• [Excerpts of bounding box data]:
↓↓↓
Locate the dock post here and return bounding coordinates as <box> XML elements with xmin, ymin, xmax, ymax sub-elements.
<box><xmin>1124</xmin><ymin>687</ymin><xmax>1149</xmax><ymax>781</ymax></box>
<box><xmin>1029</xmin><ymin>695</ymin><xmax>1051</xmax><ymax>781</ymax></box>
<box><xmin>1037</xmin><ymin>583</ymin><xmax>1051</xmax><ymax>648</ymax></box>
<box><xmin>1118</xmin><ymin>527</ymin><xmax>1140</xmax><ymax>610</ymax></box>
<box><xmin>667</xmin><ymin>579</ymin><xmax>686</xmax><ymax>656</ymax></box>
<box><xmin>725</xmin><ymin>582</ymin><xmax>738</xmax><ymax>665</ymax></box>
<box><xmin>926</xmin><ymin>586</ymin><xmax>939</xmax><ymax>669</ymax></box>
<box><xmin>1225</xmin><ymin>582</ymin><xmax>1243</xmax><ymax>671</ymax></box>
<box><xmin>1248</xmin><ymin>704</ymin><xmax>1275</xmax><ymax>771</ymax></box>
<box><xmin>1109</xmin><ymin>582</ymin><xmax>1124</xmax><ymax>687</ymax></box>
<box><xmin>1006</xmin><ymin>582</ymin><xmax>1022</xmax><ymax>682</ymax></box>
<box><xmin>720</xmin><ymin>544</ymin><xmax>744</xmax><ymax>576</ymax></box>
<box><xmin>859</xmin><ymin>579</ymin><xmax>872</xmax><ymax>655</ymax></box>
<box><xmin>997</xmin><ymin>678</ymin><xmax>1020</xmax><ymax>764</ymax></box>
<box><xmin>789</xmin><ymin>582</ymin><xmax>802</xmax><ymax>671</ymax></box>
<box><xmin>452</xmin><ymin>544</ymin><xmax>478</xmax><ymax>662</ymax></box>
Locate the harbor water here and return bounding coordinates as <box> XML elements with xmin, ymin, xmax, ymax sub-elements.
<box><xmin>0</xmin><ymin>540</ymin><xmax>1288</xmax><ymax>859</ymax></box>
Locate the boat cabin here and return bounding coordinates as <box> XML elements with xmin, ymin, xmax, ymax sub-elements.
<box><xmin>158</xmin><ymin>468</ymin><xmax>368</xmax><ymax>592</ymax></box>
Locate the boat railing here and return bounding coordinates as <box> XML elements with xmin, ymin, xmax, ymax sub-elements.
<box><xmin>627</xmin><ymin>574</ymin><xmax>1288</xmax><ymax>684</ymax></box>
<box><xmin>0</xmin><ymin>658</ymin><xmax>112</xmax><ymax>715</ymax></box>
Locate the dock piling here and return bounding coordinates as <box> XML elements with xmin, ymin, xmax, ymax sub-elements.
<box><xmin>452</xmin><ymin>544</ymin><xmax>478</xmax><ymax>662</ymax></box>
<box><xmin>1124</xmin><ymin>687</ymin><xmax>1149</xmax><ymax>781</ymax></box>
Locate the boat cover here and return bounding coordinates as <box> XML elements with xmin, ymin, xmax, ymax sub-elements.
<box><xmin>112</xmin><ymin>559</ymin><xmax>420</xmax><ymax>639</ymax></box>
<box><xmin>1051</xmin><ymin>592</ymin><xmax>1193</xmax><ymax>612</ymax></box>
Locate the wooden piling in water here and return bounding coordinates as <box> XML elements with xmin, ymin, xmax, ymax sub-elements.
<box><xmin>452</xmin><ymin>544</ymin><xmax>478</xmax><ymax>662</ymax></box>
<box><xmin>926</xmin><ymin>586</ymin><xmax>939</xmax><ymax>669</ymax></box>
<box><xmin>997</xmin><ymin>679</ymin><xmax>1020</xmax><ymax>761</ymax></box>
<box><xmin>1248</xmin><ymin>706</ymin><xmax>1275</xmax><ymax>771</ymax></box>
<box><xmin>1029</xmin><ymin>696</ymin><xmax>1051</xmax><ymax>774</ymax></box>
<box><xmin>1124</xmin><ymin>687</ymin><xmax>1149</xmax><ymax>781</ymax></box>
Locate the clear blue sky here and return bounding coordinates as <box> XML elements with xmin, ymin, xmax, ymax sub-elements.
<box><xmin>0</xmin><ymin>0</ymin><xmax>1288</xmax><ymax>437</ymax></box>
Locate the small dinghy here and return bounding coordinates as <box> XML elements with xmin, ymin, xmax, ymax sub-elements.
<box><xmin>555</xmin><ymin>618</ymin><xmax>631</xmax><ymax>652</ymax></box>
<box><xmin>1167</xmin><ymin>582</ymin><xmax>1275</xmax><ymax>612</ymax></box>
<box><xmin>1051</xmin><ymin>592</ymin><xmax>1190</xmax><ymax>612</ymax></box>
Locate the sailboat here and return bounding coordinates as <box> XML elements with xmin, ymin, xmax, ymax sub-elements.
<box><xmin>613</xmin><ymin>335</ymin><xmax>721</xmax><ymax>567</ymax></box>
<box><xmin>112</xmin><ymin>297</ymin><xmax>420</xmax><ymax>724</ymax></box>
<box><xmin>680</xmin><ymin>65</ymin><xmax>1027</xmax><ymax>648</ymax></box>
↑↑↑
• [WORK TO DO]:
Write out the listing once more, matching it exactly.

• [ANSWER TO THIS TASK]:
Locate the dock post here and return bounding coordinates as <box> XML elements with xmin, ymin, xmax, ymax sub-elements.
<box><xmin>1124</xmin><ymin>687</ymin><xmax>1149</xmax><ymax>781</ymax></box>
<box><xmin>1029</xmin><ymin>695</ymin><xmax>1051</xmax><ymax>781</ymax></box>
<box><xmin>1037</xmin><ymin>583</ymin><xmax>1051</xmax><ymax>648</ymax></box>
<box><xmin>1118</xmin><ymin>527</ymin><xmax>1140</xmax><ymax>610</ymax></box>
<box><xmin>667</xmin><ymin>579</ymin><xmax>686</xmax><ymax>656</ymax></box>
<box><xmin>725</xmin><ymin>582</ymin><xmax>738</xmax><ymax>665</ymax></box>
<box><xmin>926</xmin><ymin>586</ymin><xmax>939</xmax><ymax>669</ymax></box>
<box><xmin>1225</xmin><ymin>582</ymin><xmax>1243</xmax><ymax>671</ymax></box>
<box><xmin>1248</xmin><ymin>704</ymin><xmax>1275</xmax><ymax>771</ymax></box>
<box><xmin>1109</xmin><ymin>582</ymin><xmax>1124</xmax><ymax>687</ymax></box>
<box><xmin>1006</xmin><ymin>582</ymin><xmax>1022</xmax><ymax>682</ymax></box>
<box><xmin>720</xmin><ymin>544</ymin><xmax>744</xmax><ymax>576</ymax></box>
<box><xmin>859</xmin><ymin>579</ymin><xmax>872</xmax><ymax>655</ymax></box>
<box><xmin>997</xmin><ymin>678</ymin><xmax>1020</xmax><ymax>764</ymax></box>
<box><xmin>789</xmin><ymin>582</ymin><xmax>802</xmax><ymax>671</ymax></box>
<box><xmin>452</xmin><ymin>544</ymin><xmax>478</xmax><ymax>662</ymax></box>
Locate the harbor water here and return bounding coordinates as <box> XML elements with xmin, ymin, xmax, ymax sub-elements.
<box><xmin>0</xmin><ymin>540</ymin><xmax>1288</xmax><ymax>859</ymax></box>
Locate the boat cabin here and return bounding coordinates as <box> XML elements with xmin, ymin, xmax, ymax sub-elements.
<box><xmin>158</xmin><ymin>468</ymin><xmax>368</xmax><ymax>592</ymax></box>
Locate the boat railing here and return bounding coordinates as <box> XML elements with xmin, ymin, xmax, ymax sub-elements.
<box><xmin>627</xmin><ymin>574</ymin><xmax>1288</xmax><ymax>684</ymax></box>
<box><xmin>0</xmin><ymin>658</ymin><xmax>112</xmax><ymax>715</ymax></box>
Locate the dock piling here and return bounding coordinates as <box> XML elements with xmin, ymin, xmax, ymax sub-elements.
<box><xmin>452</xmin><ymin>544</ymin><xmax>478</xmax><ymax>662</ymax></box>
<box><xmin>1124</xmin><ymin>687</ymin><xmax>1149</xmax><ymax>781</ymax></box>
Locate the boat cover here and return bounding coordinates as <box> XML elements with xmin, ymin, xmax, ymax sub-elements.
<box><xmin>112</xmin><ymin>559</ymin><xmax>420</xmax><ymax>639</ymax></box>
<box><xmin>1051</xmin><ymin>592</ymin><xmax>1193</xmax><ymax>612</ymax></box>
Locate the wooden piling in water here and return bounding coordinates as <box> XML elements with xmin, ymin, xmax, ymax sub-elements.
<box><xmin>452</xmin><ymin>544</ymin><xmax>478</xmax><ymax>662</ymax></box>
<box><xmin>926</xmin><ymin>586</ymin><xmax>939</xmax><ymax>669</ymax></box>
<box><xmin>997</xmin><ymin>679</ymin><xmax>1020</xmax><ymax>761</ymax></box>
<box><xmin>1248</xmin><ymin>706</ymin><xmax>1275</xmax><ymax>771</ymax></box>
<box><xmin>1029</xmin><ymin>696</ymin><xmax>1051</xmax><ymax>774</ymax></box>
<box><xmin>1124</xmin><ymin>687</ymin><xmax>1149</xmax><ymax>781</ymax></box>
Locate the clear blue sky here and return bounding coordinates as <box> XML elements with xmin, ymin, xmax, ymax sub-elements.
<box><xmin>0</xmin><ymin>0</ymin><xmax>1288</xmax><ymax>437</ymax></box>
Locate the small dinghy here and return bounding coordinates as <box> XML elements with xmin, ymin, xmax, ymax sub-elements.
<box><xmin>555</xmin><ymin>618</ymin><xmax>631</xmax><ymax>652</ymax></box>
<box><xmin>1167</xmin><ymin>582</ymin><xmax>1275</xmax><ymax>612</ymax></box>
<box><xmin>1051</xmin><ymin>592</ymin><xmax>1190</xmax><ymax>612</ymax></box>
Locate the sailboat here and return bounding coordinates as <box> XML elements with xmin, ymin, xmax, ymax sub-elements.
<box><xmin>613</xmin><ymin>335</ymin><xmax>721</xmax><ymax>567</ymax></box>
<box><xmin>112</xmin><ymin>297</ymin><xmax>420</xmax><ymax>724</ymax></box>
<box><xmin>680</xmin><ymin>65</ymin><xmax>1027</xmax><ymax>648</ymax></box>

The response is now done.